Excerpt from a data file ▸

******************************

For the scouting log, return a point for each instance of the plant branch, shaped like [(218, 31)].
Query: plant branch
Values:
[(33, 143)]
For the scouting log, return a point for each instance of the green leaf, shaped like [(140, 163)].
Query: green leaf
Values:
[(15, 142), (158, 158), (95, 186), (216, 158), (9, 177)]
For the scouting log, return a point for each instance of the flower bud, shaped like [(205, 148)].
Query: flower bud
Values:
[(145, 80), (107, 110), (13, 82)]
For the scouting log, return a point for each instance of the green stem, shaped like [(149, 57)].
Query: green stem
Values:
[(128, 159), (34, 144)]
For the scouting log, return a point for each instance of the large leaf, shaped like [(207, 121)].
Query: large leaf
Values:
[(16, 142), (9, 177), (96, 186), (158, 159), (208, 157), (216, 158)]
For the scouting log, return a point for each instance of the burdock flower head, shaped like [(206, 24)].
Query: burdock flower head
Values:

******************************

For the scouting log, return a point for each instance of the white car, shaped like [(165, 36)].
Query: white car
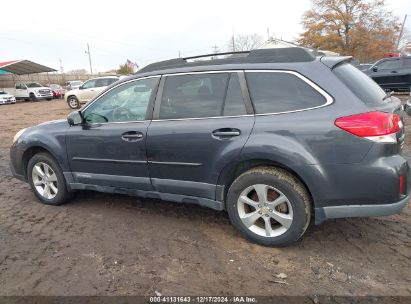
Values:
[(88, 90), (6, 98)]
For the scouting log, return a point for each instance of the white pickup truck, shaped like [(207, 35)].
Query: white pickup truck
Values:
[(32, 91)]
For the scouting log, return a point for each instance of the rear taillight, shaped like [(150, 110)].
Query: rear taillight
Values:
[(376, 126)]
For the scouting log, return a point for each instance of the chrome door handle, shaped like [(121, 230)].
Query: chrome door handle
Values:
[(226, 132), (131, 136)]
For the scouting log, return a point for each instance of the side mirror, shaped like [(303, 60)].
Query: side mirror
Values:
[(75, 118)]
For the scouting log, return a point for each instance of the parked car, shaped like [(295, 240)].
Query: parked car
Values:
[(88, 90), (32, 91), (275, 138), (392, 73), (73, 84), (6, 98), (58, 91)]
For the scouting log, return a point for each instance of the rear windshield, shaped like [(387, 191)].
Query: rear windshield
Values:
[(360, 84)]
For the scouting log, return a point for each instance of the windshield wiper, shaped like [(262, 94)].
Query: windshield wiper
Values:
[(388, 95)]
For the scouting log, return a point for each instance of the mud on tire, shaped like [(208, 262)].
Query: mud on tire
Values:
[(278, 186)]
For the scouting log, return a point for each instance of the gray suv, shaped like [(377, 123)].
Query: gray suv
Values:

******************************

Your objective ▸ Copy the material above word for word, beginning at the line that contains "like [(218, 31)]." and stopping after the line that contains "[(15, 142), (158, 158), (95, 186), (216, 158), (9, 177)]".

Solution to this task ▸
For the scouting log, return a point for each instance of the plant branch, shaped like [(218, 31)].
Query: plant branch
Values:
[(33, 143)]
For the scouting log, return a point for each instance of the green leaf, shaped like [(140, 163)].
Query: green leaf
Values:
[(15, 142), (158, 158), (95, 186), (216, 158), (9, 177)]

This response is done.